**** Estratto del documento

Assistiamo dunque a crescenti tentativi di superare il capitalismo internazionalista e di (ri)fondare un capitalismo nazionalista. E ciò avviene proprio a partire dalla più potente nazione del mondo, il che è di una paradossalità che avrebbe dell’assurdo, e che invece è spiegabilissima.
Lasciamo i clamori dell’informazione che finge di scoprire adesso le finalità del nuovo presidente americano. Donald Trump vuole (ri)fondare un capitalismo nazionalista, un capitalismo che tutela gli Stati Uniti, in particolare il ceto medio e il proletariato. Molti si accorgono solo adesso che gli Stati Uniti non hanno risolto la crisi, come si proclamava; ceti medi e proletariato stanno male.
Chi sta bene sono i ricchi e gli arricchiti, i protagonisti del capitalismo internazionalista, i gruppi finanziari e le grandi imprese che saccheggiano il risparmio, investono dove conviene al profitto, sfruttano gli immigrati a basso costo, senza preoccuparsi se ciò comporta il declino del loro paese.

********
**** Dati forniti

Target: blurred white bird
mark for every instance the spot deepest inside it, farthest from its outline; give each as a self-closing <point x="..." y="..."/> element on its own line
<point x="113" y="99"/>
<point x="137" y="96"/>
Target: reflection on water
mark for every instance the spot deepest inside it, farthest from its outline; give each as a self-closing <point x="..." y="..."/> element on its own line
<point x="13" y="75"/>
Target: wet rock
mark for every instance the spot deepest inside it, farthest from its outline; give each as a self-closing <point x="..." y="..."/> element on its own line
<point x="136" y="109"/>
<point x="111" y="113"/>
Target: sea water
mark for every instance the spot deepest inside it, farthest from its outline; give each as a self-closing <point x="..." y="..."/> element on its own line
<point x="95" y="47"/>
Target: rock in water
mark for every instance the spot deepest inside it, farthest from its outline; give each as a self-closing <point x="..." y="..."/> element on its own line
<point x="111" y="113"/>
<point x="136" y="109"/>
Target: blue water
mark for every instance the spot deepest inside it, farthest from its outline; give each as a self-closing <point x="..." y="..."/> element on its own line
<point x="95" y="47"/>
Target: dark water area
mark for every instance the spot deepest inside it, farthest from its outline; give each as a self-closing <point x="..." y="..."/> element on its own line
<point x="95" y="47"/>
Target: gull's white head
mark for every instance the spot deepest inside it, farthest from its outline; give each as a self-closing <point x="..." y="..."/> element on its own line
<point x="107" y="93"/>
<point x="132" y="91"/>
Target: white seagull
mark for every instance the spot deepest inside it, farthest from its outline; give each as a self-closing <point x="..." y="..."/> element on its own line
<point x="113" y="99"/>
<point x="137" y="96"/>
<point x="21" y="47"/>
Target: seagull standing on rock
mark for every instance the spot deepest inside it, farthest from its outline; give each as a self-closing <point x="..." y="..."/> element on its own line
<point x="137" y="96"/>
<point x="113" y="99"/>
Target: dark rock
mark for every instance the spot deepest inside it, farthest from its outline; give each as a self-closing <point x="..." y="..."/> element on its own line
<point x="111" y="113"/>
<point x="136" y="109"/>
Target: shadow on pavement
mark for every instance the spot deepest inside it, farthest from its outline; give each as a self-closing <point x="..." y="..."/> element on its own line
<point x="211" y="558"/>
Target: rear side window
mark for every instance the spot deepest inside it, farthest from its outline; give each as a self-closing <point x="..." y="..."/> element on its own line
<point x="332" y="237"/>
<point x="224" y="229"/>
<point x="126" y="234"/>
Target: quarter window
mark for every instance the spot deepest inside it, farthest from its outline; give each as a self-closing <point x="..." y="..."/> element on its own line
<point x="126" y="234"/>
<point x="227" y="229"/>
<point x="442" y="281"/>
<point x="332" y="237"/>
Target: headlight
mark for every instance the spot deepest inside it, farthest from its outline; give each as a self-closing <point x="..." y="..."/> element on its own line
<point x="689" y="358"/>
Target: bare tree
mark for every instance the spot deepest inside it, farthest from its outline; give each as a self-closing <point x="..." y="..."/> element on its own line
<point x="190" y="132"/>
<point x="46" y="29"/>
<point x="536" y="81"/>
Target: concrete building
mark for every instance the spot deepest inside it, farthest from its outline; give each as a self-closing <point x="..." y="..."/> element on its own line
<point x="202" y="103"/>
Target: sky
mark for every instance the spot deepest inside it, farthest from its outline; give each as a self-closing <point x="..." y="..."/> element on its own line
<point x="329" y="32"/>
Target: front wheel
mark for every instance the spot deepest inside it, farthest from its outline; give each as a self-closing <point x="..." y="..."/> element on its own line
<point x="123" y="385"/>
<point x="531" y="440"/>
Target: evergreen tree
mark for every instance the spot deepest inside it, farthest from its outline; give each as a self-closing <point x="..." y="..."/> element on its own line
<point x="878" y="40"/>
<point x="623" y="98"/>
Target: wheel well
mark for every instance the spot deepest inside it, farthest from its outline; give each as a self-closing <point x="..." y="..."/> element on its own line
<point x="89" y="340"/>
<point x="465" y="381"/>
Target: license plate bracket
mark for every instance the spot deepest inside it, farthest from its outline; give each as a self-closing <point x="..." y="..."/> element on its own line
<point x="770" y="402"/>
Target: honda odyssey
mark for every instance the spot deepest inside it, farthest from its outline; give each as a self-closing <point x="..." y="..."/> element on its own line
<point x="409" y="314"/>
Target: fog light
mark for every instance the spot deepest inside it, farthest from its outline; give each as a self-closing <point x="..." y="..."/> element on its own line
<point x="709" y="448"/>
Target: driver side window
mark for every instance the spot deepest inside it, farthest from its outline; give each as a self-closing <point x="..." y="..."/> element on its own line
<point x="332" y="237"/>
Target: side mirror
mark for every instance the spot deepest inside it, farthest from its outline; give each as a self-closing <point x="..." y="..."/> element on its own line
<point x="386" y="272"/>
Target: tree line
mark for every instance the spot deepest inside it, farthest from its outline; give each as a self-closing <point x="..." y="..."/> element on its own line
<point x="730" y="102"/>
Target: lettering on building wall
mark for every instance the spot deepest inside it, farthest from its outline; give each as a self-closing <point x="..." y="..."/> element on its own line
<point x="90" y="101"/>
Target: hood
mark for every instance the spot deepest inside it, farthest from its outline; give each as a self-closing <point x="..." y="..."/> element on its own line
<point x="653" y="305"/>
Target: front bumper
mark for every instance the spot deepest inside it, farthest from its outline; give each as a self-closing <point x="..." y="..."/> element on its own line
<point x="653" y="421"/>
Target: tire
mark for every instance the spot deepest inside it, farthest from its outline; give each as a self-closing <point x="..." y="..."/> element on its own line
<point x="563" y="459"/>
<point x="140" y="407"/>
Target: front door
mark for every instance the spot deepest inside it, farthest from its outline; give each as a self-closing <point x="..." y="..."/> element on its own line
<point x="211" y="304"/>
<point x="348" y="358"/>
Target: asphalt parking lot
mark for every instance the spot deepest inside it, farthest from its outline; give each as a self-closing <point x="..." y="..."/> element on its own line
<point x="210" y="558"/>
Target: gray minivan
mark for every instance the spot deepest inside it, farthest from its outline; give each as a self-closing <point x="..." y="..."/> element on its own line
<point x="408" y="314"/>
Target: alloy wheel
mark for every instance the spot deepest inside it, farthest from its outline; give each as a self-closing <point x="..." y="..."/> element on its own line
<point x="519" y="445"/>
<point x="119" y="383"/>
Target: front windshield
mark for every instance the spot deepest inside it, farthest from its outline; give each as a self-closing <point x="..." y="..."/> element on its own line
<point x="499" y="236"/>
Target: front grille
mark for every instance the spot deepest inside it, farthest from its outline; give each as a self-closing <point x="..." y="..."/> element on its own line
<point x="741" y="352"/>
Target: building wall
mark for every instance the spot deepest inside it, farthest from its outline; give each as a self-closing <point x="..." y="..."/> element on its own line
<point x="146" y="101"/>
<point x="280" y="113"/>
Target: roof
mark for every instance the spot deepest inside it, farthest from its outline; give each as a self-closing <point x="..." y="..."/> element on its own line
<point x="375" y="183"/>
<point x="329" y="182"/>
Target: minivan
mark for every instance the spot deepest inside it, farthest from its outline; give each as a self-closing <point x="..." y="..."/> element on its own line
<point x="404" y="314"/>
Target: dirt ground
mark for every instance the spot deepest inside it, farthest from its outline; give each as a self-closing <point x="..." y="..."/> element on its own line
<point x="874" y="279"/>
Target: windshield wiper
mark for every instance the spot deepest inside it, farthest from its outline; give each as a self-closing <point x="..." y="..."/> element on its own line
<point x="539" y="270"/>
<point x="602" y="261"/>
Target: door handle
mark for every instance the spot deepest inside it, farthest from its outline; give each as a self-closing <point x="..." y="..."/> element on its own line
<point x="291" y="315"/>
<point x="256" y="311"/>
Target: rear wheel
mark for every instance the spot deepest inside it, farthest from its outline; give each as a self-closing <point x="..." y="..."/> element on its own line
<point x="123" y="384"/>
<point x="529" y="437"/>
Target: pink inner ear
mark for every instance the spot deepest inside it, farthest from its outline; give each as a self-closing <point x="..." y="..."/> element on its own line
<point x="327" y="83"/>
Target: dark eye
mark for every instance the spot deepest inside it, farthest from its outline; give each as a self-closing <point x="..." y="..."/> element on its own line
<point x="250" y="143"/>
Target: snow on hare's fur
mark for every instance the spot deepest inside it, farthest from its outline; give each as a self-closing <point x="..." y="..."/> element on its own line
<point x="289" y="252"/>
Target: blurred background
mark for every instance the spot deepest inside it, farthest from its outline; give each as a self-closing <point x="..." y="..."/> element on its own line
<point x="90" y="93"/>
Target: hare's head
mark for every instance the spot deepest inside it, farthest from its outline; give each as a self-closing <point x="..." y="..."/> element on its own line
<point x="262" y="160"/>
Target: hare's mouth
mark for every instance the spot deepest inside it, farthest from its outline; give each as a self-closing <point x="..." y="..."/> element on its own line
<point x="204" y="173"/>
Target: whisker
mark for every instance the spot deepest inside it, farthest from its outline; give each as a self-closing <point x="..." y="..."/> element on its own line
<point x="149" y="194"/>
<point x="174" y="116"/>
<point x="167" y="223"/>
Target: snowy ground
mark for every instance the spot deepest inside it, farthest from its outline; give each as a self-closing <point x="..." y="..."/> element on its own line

********

**Compiti scritti**
**a)** Riscrivi in forma più breve il paragrafo dell'estratto sul capitalismo nazionalista che comincia con «Chi sta bene sono», mantenendone i fatti principali.
**b)** Prosegui l'estratto sul capitalismo nazionalista a partire dall'ultima frase riportata.

**Risposte in ordine**
**a)** Stanno bene i ricchi e gli arricchiti, protagonisti del capitalismo internazionalista: gruppi finanziari e grandi imprese che saccheggiano il risparmio, investono dove rende, sfruttano immigrati a basso costo e ignorano il declino del loro paese.

**b)**
Questo tipo di capitalismo internazionalista punta inoltre al dominio mondiale, sostenendo imprese e spese militari abnormi che ricadono sui cittadini. E qui la faccenda inizia a complicarsi. Può accadere una situazione contraria alla tesi dell’economia classica, la quale dava per certo che il profitto dell’impresa rappresentasse un beneficio per la società intera.
Possiamo avere profitto dell’impresa e male della società? Certamente. Ad esempio producendo all’estero o sfruttando gli immigrati. È quello che accade non soltanto negli Stati Uniti, ma in tutto il sistema del capitalismo internazionalista, che esalta la libertà di scambi, trattati, merci, capitali, persone…
Magnifico per il capitale! Ma spesso pernicioso per la gente, il piccolo imprenditore, l’operaio… Da ciò un’opposizione virulenta. Innanzi tutto contro gli incolpevoli immigrati, in secondo luogo contro quei paesi che producono a basso costo ed attirano capitali, o peggio, ci inondano di merci concorrenziali.
Al dunque, si auspica l’avvento di un capitalismo nazionalista. Per fare il bene del proprio paese, per tutelarlo. Come? Limitando le immigrazioni, erigendo frontiere doganali sulle merci straniere; l’attenuazione delle tassazioni è un luogo ricorrente, al pari dell’aiuto alle piccole imprese, della salvezza delle imprese in crisi… E qui insorgono gli interrogativi problematici.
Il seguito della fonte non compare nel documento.